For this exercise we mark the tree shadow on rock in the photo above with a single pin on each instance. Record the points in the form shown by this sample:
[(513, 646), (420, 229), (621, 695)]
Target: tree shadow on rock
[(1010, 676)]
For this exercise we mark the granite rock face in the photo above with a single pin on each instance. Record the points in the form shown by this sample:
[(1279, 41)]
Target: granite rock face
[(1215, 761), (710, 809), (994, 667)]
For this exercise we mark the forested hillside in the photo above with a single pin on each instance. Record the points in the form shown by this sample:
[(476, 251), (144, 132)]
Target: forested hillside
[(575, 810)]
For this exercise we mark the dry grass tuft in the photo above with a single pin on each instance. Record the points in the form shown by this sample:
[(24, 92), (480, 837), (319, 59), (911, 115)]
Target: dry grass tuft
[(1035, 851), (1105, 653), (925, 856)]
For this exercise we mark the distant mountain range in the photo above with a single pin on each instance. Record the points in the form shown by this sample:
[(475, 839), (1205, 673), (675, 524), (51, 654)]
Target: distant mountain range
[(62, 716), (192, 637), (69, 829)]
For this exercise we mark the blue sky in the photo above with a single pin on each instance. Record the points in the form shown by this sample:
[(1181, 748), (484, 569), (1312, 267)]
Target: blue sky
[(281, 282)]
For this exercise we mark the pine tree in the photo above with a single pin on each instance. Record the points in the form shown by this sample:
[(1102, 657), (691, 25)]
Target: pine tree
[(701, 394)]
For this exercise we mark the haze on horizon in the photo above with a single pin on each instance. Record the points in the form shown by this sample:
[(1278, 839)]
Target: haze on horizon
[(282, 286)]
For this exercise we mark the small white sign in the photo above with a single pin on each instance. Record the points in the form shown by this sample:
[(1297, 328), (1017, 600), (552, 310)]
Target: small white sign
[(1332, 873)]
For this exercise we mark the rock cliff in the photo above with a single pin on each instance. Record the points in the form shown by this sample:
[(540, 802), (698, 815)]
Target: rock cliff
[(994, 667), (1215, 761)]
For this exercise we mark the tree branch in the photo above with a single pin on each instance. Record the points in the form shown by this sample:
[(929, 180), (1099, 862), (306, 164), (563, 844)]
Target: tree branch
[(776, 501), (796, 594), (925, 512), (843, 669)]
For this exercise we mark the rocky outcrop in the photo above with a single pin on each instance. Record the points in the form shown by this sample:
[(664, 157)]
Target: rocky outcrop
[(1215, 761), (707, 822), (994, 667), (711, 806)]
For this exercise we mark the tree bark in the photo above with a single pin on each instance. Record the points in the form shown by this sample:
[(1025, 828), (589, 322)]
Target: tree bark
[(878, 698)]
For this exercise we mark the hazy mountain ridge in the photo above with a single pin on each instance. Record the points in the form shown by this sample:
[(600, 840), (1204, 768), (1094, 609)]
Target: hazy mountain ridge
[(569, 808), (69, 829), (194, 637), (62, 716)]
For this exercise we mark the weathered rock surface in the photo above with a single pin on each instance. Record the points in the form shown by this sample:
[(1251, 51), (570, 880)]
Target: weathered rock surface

+ + + + +

EXERCISE DESCRIPTION -> The required answer is the complete data, repeated exactly.

WRITTEN REPLY ->
For this exercise we mark the tree shadow on rock in the photo above with a single pin on each instance. Record the points in the form shown by this sample:
[(513, 646), (420, 229), (621, 695)]
Target: tree shadow on rock
[(1010, 676)]
For this exercise we mark the granite rock face in the photo above with a single pin on each instance. Record the points in the form shown by this sample:
[(1279, 41)]
Target: granite rock face
[(1215, 761), (710, 809), (994, 667)]
For this exercise we mark the forested hillside in the photo above with a single pin on each instance. Record the points in the form shown by this sample:
[(476, 251), (144, 132)]
Target: forested hillside
[(575, 810)]
For this exercise we mark the dry grass tuft in the photo above with a single pin on each instance. Record the points in the form shown by this sample:
[(24, 92), (480, 837), (319, 59), (911, 115)]
Target: dry grass tuft
[(1035, 851), (1105, 653), (925, 856)]
For this exercise we mark the distant mountain range in the photo above with a single pin on each instance. Record the points in the form shown by this sample:
[(475, 839), (1205, 673), (675, 524), (51, 654)]
Target: distant mountain range
[(62, 716), (192, 637), (69, 829)]
For this exercise we mark the blue sky in the photo above with a single pin on each instance. Record the points in the form shown by this sample:
[(1181, 748), (484, 569), (1312, 267)]
Target: blue sky
[(281, 282)]
For this exercise we mark the pine tree in the photo above with a single pin on each instance. Record the points in the form shown by this sample:
[(1102, 657), (691, 25)]
Target: pine tree
[(701, 394)]
For this exercise we mark the haze on horizon in the photo above with a single pin on each instance. Record the points in the form shown by this sample:
[(1278, 839)]
Target: haze on horizon
[(282, 286)]
For this exercise we mark the small white sign in the photo above with a single pin on each instance. Record the points in the form shown by this sample:
[(1297, 328), (1017, 600), (552, 310)]
Target: small white sign
[(1332, 873)]
For this exercise we mark the rock cliff in the photo above with a single pin on each instance. Record the points in the form shown by this sample:
[(540, 802), (698, 815)]
Target: rock cliff
[(994, 667), (1215, 761)]
For this exercise we mark the tree branch in the photo above with a single pin on each instance. Record the points in the form shown by this sample:
[(929, 180), (1099, 862), (306, 164), (563, 844)]
Target: tree branch
[(776, 501), (796, 594), (925, 512), (843, 669)]
For this exercise we mark the rocky outcrop in the photo above with a single pin on each instance. Record the points in the form shown by this sample:
[(664, 157)]
Target: rocky outcrop
[(1215, 761), (707, 822), (994, 667), (711, 806)]
For this exercise we mark the tree bark in the photo above with a single pin on each instance. Record the points in the form shown by this sample:
[(1025, 828), (589, 322)]
Target: tree bark
[(878, 698)]
For this exercise we mark the hazy mountain ridge in the photo above with a single pin on each instance. Record the points in the form shown by this sample:
[(600, 840), (1204, 768), (1094, 609)]
Target: hazy mountain ridge
[(569, 808), (69, 829), (194, 637), (62, 716)]
For this exercise we mark the weathered rock surface in the photo above with a single pin on each instance. Record the points in the form shown by this sample:
[(1251, 51), (570, 880)]
Target: weathered rock surface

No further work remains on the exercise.